_Exercise directions_
In the text on TRAI's New Tariff Order below, reproduce word for word the stretch between "The Telecom Regulatory" and "condition of anonymity.", inclusive.

_Text provided_
+++
Industry experts have expressed concerns on whether TRAI will be able to fulfill its goals like empowering consumers and reducing TV bills or will it lead to more rounds of amendments........!!!!
The Telecom Regulatory Authority of India’s second round of amendments to the New Tariff Order has come under immense scrutiny lately. While the regulatory body has been contesting that NTO 2.0 will usher in better consumer offerings, more flexible tariff schemes and increased choices for consumers, several industry players have questioned this justification.
“Earlier, there was lack of clarity on the pricing and there was no set MRP for channels. The consumers too didn’t have the power to select the channels that they wished to watch. The main objective of bringing the New Tariff Order was to empower the consumer to be able to select channels. However, NTO 2.0 clearly indicates that NTO 1 could not achieve this core objective as the consumer ended up paying more,” said an industry expert on the condition of anonymity.
Another analyst said, “When TRAI came up with NTO 1, they aimed to bring in transparency and empower consumers, but they couldn’t meet this objective of giving consumers a choice and reducing the TV bills. What is the guarantee that NTO 2.0 will meet those objectives and MRPs won’t be revised again?”
+++
_Provided data_
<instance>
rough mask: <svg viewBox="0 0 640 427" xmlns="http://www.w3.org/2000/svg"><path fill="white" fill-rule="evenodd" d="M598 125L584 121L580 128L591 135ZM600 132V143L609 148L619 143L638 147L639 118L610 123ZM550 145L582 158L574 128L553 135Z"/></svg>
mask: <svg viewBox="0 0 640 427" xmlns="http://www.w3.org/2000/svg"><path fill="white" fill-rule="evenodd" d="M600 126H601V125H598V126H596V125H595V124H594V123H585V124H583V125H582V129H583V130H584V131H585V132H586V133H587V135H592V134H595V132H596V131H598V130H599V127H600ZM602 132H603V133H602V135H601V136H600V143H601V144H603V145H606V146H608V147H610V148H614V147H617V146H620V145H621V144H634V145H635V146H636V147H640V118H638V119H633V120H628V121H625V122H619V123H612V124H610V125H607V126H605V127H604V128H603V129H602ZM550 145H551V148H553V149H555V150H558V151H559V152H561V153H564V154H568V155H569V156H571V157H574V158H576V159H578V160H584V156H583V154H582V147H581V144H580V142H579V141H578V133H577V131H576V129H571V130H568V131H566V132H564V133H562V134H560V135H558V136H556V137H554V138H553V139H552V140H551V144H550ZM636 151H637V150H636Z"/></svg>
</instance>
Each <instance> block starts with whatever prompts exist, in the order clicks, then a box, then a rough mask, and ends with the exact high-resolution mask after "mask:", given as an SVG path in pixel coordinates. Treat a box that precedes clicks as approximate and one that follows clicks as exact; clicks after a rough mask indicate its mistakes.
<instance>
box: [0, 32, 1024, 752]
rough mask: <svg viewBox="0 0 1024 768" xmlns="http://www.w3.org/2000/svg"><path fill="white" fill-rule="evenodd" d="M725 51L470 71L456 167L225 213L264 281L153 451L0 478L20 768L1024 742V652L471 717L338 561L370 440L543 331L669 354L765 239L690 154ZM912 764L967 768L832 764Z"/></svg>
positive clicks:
+++
_Reply_
The Telecom Regulatory Authority of India’s second round of amendments to the New Tariff Order has come under immense scrutiny lately. While the regulatory body has been contesting that NTO 2.0 will usher in better consumer offerings, more flexible tariff schemes and increased choices for consumers, several industry players have questioned this justification.
“Earlier, there was lack of clarity on the pricing and there was no set MRP for channels. The consumers too didn’t have the power to select the channels that they wished to watch. The main objective of bringing the New Tariff Order was to empower the consumer to be able to select channels. However, NTO 2.0 clearly indicates that NTO 1 could not achieve this core objective as the consumer ended up paying more,” said an industry expert on the condition of anonymity.